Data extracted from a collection
▶

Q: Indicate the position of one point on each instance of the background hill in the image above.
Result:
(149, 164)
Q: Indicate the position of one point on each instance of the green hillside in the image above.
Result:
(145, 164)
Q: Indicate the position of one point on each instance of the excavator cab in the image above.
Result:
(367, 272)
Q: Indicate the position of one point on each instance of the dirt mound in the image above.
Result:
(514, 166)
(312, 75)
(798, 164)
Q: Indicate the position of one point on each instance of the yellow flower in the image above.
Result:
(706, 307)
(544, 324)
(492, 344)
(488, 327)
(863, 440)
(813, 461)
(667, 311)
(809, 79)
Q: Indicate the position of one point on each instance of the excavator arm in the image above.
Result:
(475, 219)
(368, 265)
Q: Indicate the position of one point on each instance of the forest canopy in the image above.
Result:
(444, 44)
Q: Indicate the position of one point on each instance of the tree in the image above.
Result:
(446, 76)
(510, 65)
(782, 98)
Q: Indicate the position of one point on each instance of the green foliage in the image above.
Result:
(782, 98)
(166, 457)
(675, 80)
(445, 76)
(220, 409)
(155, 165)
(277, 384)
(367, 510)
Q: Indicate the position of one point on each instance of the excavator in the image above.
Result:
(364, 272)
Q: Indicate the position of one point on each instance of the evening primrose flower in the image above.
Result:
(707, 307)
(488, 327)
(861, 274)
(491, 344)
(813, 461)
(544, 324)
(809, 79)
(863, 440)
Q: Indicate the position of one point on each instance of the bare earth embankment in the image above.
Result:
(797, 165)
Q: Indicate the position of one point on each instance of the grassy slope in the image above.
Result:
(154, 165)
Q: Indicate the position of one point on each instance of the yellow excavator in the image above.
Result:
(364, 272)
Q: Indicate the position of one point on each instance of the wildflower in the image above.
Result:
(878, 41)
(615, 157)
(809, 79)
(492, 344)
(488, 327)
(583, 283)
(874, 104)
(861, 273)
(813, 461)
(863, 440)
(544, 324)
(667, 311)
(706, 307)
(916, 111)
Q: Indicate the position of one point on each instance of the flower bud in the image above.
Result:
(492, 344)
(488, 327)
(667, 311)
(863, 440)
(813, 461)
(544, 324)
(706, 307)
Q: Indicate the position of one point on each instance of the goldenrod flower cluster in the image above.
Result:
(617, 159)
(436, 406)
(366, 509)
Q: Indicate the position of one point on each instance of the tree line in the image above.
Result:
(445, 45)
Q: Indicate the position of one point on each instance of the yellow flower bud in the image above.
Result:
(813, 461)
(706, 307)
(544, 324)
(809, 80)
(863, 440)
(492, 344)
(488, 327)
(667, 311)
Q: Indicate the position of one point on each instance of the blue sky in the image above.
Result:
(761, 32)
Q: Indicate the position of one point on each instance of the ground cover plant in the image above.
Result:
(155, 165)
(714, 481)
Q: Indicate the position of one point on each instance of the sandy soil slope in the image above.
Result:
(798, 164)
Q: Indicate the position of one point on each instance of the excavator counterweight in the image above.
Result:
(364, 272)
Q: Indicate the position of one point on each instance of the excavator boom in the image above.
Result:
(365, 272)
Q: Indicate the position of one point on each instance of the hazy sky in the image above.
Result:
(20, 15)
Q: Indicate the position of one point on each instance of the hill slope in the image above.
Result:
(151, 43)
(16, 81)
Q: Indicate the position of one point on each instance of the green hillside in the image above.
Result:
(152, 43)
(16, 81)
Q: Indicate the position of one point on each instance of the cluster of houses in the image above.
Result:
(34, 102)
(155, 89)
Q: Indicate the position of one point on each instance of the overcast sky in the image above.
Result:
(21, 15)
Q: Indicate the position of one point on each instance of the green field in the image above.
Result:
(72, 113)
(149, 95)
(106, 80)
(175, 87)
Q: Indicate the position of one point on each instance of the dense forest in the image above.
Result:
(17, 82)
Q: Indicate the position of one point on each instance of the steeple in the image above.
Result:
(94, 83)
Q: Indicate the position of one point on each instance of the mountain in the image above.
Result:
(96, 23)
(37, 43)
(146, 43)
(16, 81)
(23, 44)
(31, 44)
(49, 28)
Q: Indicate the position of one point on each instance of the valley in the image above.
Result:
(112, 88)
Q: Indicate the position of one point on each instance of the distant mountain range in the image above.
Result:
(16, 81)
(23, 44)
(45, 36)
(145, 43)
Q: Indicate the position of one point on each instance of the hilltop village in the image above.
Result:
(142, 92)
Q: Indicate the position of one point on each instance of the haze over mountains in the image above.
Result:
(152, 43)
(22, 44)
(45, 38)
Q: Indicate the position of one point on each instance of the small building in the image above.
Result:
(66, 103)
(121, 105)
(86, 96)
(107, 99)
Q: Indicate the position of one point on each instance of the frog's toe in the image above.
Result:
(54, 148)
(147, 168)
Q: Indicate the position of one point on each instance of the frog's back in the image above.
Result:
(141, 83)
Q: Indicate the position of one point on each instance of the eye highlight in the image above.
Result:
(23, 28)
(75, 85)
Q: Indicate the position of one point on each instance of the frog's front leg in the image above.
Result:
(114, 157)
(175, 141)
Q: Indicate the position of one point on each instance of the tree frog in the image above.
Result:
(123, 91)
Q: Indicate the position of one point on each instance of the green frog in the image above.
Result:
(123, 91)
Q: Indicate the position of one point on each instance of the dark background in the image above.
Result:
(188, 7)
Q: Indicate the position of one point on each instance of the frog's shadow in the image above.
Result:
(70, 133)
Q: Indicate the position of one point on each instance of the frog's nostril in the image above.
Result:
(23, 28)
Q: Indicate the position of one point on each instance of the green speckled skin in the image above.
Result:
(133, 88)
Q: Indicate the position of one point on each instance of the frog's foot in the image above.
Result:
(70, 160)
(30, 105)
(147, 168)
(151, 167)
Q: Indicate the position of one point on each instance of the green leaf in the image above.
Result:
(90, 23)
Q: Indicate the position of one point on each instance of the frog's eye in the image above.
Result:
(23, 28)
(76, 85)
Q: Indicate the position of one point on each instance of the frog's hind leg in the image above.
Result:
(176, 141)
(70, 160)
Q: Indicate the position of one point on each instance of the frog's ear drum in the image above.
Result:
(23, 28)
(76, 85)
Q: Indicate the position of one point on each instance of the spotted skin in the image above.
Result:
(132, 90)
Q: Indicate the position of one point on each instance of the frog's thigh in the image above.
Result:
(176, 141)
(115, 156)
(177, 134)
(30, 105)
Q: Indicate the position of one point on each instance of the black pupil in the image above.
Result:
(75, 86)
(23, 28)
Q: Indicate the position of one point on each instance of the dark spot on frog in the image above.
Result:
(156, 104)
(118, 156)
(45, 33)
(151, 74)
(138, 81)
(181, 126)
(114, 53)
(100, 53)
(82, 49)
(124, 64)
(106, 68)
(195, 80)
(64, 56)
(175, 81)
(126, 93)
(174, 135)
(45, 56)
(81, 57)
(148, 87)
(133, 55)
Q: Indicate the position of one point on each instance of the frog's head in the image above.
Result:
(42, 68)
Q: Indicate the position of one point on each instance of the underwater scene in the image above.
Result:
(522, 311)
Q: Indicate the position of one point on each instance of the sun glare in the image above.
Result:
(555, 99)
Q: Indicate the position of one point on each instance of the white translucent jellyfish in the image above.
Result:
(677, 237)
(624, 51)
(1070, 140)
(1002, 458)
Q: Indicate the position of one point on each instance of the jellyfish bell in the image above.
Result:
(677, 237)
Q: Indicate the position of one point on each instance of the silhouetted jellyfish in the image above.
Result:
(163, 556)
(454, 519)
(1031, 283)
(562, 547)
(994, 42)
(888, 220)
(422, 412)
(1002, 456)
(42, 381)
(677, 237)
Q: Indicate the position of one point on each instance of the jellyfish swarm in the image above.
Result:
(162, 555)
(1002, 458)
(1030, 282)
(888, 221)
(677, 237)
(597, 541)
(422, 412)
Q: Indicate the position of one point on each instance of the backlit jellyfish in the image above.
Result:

◀

→ Aim of the task
Report how many lines in this data include the string "background", and nothing else.

→ Solution to this problem
2